= Margaret Towner (actress) =

British actress (1920–2017)

Margaret Towner (1 October 1920 – 10 April 2017) was a British stage, film, and television actress. Following decades of theatre work, Towner achieved fame among film audiences when she appeared in a small, but significant, role as Jira in the 1999 Star Wars prequel, Star Wars: Episode I – The Phantom Menace. In 2014, at the age of 93, Towner returned to screen acting for a 13-episode role as Edna on Ricky Gervais' television series, Derek, becoming one of the oldest working actresses in the United Kingdom.

==Biography==
Towner was born in Rio de Janeiro, Brazil, on 1 October 1920. Her father, Eric Towner, a Lieutenant Commander in the Royal Naval Reserve, was awarded the Distinguished Service Cross for courage and devotion by King George VI in 1943 for his service in support of Field Marshal Bernard Montgomery's Eighth Army during the North African Campaign during World War II. Margaret Towner was raised in Rio de Janeiro until she was five-years old, when her family returned to the United Kingdom and settled in a houseboat in Southampton.

▶ _Object point labels_
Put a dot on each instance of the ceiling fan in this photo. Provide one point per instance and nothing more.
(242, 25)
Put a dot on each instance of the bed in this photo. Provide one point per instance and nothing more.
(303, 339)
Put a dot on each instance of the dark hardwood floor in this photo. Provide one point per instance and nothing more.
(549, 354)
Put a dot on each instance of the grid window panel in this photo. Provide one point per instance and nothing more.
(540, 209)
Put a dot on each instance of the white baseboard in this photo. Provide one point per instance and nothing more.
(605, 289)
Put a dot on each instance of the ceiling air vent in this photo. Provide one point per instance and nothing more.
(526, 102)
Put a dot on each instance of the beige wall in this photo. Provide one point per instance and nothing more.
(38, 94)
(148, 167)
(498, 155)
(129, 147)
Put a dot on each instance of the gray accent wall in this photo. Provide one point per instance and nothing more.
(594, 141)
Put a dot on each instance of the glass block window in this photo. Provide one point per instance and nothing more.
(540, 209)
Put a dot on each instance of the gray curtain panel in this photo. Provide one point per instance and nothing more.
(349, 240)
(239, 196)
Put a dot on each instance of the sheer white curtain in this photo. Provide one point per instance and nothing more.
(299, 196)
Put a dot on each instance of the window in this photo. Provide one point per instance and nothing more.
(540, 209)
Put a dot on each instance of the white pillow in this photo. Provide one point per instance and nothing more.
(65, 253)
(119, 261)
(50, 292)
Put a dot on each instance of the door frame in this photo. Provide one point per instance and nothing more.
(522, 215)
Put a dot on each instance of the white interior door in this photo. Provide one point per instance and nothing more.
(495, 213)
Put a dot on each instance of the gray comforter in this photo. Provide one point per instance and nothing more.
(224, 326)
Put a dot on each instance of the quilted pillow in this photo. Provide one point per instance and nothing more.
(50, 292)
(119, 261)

...

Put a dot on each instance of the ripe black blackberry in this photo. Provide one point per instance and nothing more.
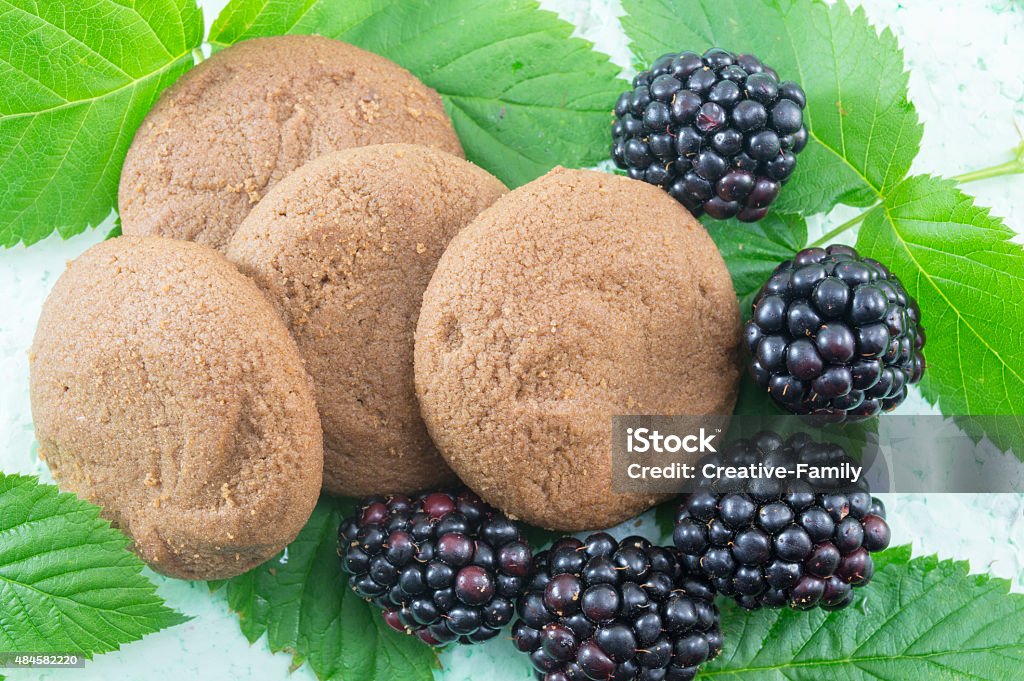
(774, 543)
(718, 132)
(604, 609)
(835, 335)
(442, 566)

▶ _YOUR TASK_
Could you continue the article about Margaret Towner, picking up right after its last sentence? None of this data is needed.

▶ _ANSWER TO THE PROBLEM_
Margaret Towner enrolled at Royal Academy of Dramatic Art (RADA) in 1938, where her classmates included Australian actor John McCallum, Anglo-Irish actor Joyce Redman, and Nigel Stock. She had difficulty finding professional stage and film roles, later writing that other actresses up for competing roles were "all looking singularly unlike me" in her memoir, How Could You Have Done This Without Us?. She was initially cast in bit parts in British films during the 1930s and 1940s, including Under Your Hat (1940), in which she played a tall girl opposite Cicely Courtneidge and Jack Hulbert.

Her first professional theatre role after graduating from RADA was in a touring stage production of "The Bare Idea", a play about a nudist camp written by Gordon Sherry. She toured with the cast of "The Bare Idea" until nightly German Luftwaffe bombing raids on Southampton ended the production around 1940. Shortly after the show's cancellation, she then joined the Entertainments National Service Association's (ENSA) touring stage production of "The Amazing Dr. Clitterhouse" during World War II, where she met her future husband, actor Raymond Francis. The couple married and had three children, Caroline, Frances and Clive. Towner "reluctantly" retired from acting for more than thirty years to raise her family. Francis became best known for his role of Superintendent Lockhart on the ITV series, No Hiding Place, during the 1950s and 1960s.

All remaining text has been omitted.